▸ **Short task**
Please reproduce all of the lines below, requests included, scaling every bounding-box coordinate in the answers by 1.1 and rounding to whole numbers, with halves rounded up. Leave the numbers in the requests and their format samples unchanged.
◆ ◆ ◆
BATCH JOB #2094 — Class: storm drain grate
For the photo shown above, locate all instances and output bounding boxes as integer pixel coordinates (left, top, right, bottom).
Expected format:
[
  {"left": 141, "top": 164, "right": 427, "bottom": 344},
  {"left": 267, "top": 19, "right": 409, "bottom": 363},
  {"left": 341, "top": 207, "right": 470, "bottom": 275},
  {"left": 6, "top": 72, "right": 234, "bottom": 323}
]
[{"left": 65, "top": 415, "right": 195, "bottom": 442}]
◆ ◆ ◆
▸ **Problem solution**
BATCH JOB #2094 — Class: storm drain grate
For the photo shown above, locate all instances and output bounding boxes as integer pixel coordinates (left, top, right, bottom).
Expected format:
[
  {"left": 141, "top": 164, "right": 427, "bottom": 344},
  {"left": 267, "top": 19, "right": 409, "bottom": 363},
  {"left": 341, "top": 207, "right": 470, "bottom": 275},
  {"left": 6, "top": 72, "right": 234, "bottom": 323}
]
[{"left": 72, "top": 457, "right": 215, "bottom": 486}]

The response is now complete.